== Information shown ==
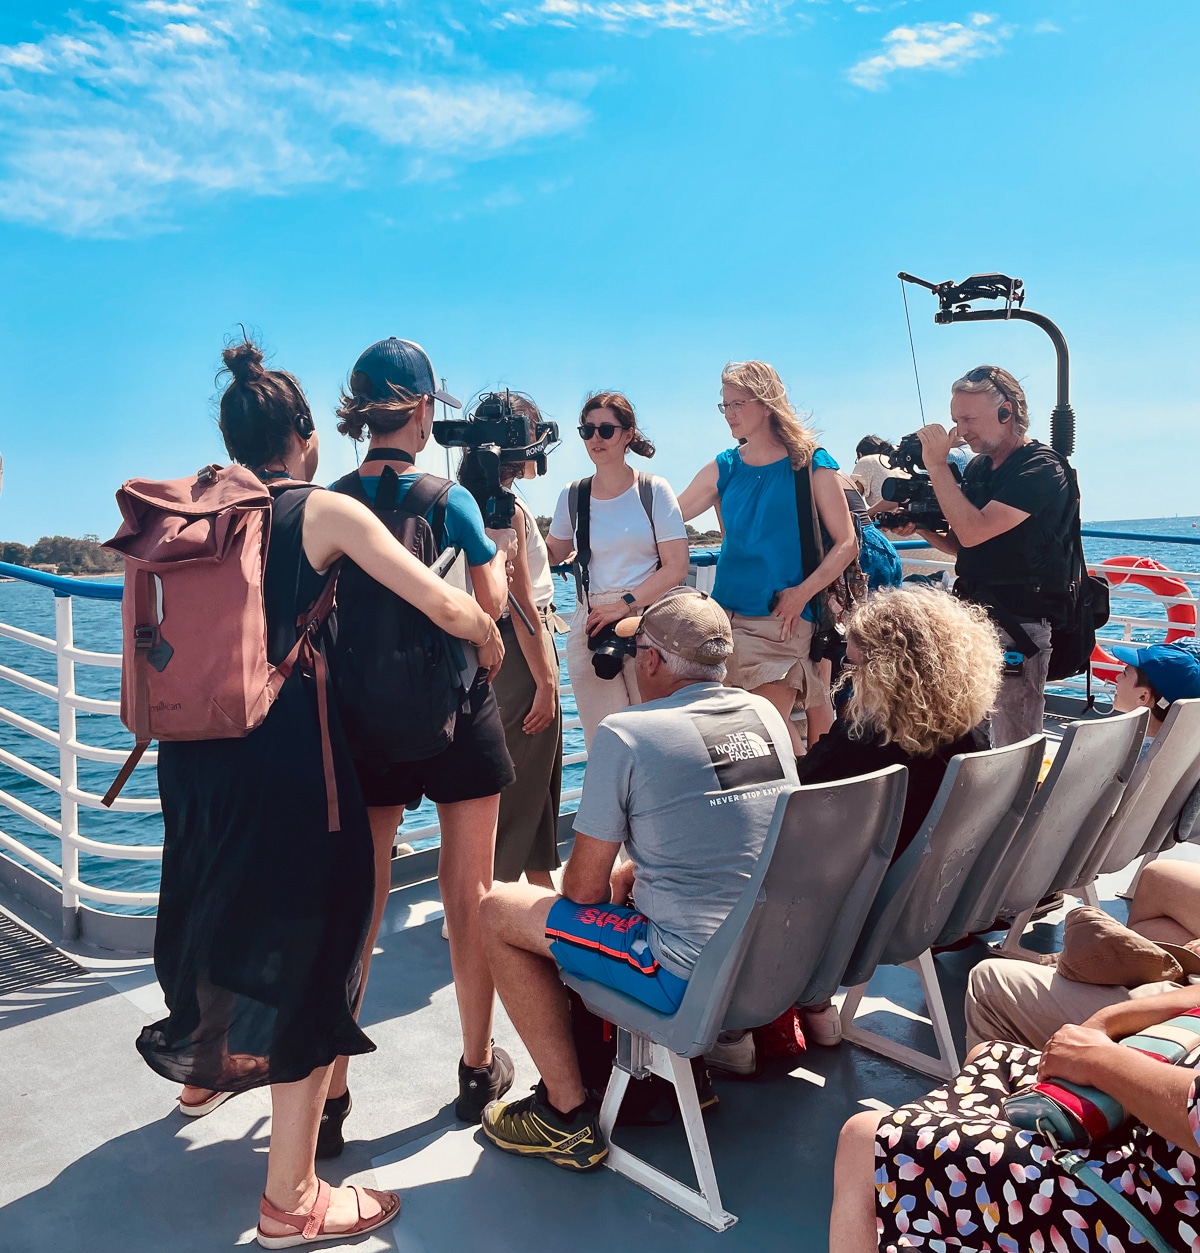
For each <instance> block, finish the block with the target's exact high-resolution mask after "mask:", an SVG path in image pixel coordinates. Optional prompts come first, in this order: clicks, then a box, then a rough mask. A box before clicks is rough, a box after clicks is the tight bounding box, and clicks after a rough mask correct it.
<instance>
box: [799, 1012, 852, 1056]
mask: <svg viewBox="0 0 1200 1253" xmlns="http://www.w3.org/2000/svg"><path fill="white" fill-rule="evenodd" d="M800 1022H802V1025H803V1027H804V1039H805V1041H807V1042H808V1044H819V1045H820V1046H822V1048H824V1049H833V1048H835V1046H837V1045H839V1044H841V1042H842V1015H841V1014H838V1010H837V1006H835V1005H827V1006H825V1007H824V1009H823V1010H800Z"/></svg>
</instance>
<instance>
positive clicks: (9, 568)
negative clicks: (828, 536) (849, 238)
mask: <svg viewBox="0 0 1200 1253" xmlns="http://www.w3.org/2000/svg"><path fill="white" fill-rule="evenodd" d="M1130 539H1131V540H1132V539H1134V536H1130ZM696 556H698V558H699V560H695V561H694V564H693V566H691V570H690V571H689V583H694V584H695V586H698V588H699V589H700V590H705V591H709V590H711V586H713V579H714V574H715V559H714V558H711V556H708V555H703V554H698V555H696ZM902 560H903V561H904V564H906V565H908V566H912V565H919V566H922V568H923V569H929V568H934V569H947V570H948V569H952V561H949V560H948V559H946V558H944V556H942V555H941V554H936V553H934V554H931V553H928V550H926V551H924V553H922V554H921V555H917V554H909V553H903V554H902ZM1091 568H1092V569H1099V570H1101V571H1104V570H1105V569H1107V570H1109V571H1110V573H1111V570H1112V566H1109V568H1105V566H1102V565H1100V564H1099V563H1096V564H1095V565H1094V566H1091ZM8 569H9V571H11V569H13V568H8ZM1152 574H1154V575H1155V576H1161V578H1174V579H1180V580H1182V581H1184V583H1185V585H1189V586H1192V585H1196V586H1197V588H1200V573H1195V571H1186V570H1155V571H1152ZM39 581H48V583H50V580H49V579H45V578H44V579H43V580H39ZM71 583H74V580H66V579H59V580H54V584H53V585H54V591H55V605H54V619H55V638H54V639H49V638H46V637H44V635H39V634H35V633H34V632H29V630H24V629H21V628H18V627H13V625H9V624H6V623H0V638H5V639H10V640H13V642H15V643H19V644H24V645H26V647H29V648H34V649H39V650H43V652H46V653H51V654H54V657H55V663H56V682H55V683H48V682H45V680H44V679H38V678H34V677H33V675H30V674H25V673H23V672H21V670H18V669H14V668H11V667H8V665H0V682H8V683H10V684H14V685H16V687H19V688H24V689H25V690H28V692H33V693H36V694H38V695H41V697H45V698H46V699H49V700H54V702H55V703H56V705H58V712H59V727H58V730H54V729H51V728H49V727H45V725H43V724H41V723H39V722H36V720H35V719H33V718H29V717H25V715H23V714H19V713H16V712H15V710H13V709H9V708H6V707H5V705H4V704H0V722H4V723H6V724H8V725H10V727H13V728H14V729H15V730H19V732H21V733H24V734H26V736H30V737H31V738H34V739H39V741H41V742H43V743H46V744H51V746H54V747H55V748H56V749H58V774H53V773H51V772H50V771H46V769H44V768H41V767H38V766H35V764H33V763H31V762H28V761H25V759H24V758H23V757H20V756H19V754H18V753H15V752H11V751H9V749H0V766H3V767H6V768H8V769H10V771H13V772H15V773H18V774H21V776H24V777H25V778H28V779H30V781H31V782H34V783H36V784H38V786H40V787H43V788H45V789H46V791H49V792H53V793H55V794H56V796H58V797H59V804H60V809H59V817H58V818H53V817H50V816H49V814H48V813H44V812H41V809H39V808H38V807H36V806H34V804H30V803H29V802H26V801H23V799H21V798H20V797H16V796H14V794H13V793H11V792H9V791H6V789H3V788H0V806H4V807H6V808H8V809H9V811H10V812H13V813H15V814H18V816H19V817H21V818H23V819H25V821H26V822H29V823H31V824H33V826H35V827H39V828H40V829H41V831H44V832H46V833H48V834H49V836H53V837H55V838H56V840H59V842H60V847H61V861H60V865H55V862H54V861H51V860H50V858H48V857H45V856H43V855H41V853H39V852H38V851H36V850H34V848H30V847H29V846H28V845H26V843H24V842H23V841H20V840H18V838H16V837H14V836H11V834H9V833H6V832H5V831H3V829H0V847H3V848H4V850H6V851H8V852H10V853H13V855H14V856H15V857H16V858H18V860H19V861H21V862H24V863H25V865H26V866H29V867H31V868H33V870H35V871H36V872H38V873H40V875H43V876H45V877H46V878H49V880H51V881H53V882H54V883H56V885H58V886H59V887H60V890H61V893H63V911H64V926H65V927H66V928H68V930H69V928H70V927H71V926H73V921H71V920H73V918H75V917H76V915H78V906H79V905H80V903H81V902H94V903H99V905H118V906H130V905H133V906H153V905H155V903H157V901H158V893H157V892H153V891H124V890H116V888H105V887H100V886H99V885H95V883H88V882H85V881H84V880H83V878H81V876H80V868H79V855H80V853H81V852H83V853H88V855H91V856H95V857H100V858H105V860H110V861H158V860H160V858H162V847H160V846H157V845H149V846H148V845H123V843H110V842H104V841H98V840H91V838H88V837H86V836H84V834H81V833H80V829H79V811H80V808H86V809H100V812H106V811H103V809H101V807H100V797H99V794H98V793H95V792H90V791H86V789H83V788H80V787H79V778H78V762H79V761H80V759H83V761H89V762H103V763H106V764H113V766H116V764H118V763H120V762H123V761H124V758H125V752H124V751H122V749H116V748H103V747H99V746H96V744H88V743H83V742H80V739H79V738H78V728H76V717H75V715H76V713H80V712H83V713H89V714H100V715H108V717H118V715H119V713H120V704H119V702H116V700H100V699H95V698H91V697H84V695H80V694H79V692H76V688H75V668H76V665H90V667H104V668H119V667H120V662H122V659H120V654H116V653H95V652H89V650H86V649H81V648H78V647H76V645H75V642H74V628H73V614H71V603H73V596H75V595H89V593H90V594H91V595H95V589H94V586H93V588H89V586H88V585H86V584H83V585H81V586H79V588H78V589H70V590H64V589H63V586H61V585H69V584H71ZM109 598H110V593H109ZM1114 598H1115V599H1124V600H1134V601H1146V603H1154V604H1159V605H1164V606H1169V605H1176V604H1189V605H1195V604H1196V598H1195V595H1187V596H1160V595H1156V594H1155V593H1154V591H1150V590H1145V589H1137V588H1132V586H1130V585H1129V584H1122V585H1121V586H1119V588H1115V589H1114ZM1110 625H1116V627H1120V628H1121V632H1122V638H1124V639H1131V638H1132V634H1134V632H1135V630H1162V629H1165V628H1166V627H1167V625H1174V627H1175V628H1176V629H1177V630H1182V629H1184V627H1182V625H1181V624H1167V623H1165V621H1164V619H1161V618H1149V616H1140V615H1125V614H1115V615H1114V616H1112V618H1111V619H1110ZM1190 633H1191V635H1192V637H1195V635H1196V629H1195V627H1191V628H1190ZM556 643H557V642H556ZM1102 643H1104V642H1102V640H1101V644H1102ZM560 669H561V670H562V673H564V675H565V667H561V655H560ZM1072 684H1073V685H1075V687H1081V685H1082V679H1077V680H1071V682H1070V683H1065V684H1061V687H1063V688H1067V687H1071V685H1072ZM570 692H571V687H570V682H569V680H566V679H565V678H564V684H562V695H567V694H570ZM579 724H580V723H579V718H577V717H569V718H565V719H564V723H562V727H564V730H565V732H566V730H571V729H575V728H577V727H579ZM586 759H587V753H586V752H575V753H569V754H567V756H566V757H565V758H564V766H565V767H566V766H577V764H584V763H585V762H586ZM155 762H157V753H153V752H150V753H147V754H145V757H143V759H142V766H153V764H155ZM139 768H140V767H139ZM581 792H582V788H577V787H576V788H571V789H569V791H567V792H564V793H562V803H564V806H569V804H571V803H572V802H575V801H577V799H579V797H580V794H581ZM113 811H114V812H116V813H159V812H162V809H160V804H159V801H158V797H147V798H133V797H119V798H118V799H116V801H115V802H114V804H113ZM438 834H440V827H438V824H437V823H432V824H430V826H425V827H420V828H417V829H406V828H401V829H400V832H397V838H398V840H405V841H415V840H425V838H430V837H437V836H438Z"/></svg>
===
> Exercise aim
From the first line of the entries down to the line with "positive clicks: (9, 568)", print each line exactly; omit any picture.

> Exercise response
For each <instance> block, finish the block with the target's exact high-resolution mask after "mask:", an SVG path in image pixel coordinates. Optional prompts come first, in this order: clicks, then a box, then a rough mask. A box before clicks is rough, a box after clicks is the tight bounding box, and clicks after a rough mask correct it.
<instance>
box: [799, 1012, 852, 1056]
mask: <svg viewBox="0 0 1200 1253" xmlns="http://www.w3.org/2000/svg"><path fill="white" fill-rule="evenodd" d="M800 1022H802V1025H803V1027H804V1039H805V1041H807V1042H808V1044H819V1045H820V1046H822V1048H824V1049H833V1048H835V1046H837V1045H839V1044H841V1042H842V1015H841V1014H838V1010H837V1006H835V1005H827V1006H825V1007H824V1009H823V1010H800Z"/></svg>
</instance>
<instance>
positive clicks: (9, 568)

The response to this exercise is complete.